> Assigned task:
Reproduce the records below in their entirety, character for character.

> Data extracts:
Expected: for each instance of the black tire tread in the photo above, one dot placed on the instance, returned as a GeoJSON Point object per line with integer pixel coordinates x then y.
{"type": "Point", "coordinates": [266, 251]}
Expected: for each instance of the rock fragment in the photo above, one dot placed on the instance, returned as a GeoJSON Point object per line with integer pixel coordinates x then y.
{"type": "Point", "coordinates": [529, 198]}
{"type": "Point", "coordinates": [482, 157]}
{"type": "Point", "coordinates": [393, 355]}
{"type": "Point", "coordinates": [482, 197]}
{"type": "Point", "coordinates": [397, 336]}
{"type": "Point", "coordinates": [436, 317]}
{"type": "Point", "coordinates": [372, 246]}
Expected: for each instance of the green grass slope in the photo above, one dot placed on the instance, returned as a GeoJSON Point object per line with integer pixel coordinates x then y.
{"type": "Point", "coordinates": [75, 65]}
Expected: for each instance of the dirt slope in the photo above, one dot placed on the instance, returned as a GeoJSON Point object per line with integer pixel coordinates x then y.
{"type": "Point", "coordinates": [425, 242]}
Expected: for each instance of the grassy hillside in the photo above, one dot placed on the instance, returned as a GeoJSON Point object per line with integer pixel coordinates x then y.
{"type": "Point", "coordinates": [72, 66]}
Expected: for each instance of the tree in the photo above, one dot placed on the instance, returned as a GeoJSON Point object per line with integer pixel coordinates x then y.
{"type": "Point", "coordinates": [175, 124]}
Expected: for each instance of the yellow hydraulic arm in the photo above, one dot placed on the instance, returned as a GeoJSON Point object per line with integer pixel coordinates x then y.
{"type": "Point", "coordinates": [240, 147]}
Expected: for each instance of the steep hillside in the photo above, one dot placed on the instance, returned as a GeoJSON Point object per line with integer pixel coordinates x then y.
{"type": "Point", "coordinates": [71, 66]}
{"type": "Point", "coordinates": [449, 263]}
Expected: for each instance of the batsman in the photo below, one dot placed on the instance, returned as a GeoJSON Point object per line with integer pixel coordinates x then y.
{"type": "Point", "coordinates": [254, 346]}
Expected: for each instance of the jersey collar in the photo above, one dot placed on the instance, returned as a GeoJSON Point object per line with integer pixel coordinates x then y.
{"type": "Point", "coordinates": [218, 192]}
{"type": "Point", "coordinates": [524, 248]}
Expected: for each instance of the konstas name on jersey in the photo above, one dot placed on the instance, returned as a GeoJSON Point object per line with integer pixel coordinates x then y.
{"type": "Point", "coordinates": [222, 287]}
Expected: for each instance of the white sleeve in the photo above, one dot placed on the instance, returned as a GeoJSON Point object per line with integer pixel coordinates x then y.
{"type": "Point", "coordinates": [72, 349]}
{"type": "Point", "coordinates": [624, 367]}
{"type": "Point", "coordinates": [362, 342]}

> Task result:
Expected: for each instance of the black tire tread in the photo above, one dot placed on the instance, returned as a GeoJSON Point object per line with integer pixel coordinates x then y.
{"type": "Point", "coordinates": [266, 251]}
Expected: for each instance of the rock fragment in the photo above, one dot placed on the instance, returned as a GeoJSON Point object per line with integer pixel coordinates x then y.
{"type": "Point", "coordinates": [529, 198]}
{"type": "Point", "coordinates": [482, 157]}
{"type": "Point", "coordinates": [393, 355]}
{"type": "Point", "coordinates": [482, 197]}
{"type": "Point", "coordinates": [397, 336]}
{"type": "Point", "coordinates": [436, 317]}
{"type": "Point", "coordinates": [372, 246]}
Expected: for each instance of the green grass slope in the photo above, one dot placed on the instance, returned as a GeoJSON Point object per line with integer pixel coordinates x then y.
{"type": "Point", "coordinates": [75, 65]}
Expected: for each instance of the dirt slope in the photo above, one dot placed on the instance, returned as a GeoJSON Point object per line with integer pixel coordinates x then y.
{"type": "Point", "coordinates": [425, 242]}
Expected: for each instance of the grassy hillside in the photo above, one dot placed on the instance, returned as a GeoJSON Point object per line with integer pixel coordinates x then y.
{"type": "Point", "coordinates": [72, 66]}
Expected: for each instance of the tree in the photo above, one dot placed on the instance, returned as a GeoJSON Point object per line with integer pixel coordinates x then y.
{"type": "Point", "coordinates": [175, 124]}
Expected: for each instance of the yellow hydraulic arm in the photo above, one dot placed on the instance, returned as a GeoJSON Point object per line with integer pixel coordinates x then y.
{"type": "Point", "coordinates": [240, 147]}
Expected: for each instance of the steep hillside in the photo above, one dot placed on the instance, returned as a GeoJSON Point object per line with integer pixel coordinates x then y.
{"type": "Point", "coordinates": [71, 66]}
{"type": "Point", "coordinates": [449, 263]}
Expected: for each instance of the batsman in the photo below, one dot placed on the instance, returned as a GeoJSON Point object per line with integer pixel coordinates x then y.
{"type": "Point", "coordinates": [254, 346]}
Expected: for each instance of the jersey collar in the photo above, one dot placed on the instance, returned as a GeoJSON Point object per line with integer pixel coordinates x then y.
{"type": "Point", "coordinates": [218, 192]}
{"type": "Point", "coordinates": [524, 248]}
Expected: for each instance of the konstas name on jersey in the photo above, one dot placed on the instance, returned as a GeoJSON Point object per line with integer pixel coordinates x then y.
{"type": "Point", "coordinates": [222, 287]}
Expected: for each instance of the white sleeve in the photo above, one dot placed on the instance, returned as a GeoJSON Point object per line with integer pixel coordinates x then y.
{"type": "Point", "coordinates": [72, 349]}
{"type": "Point", "coordinates": [624, 367]}
{"type": "Point", "coordinates": [362, 342]}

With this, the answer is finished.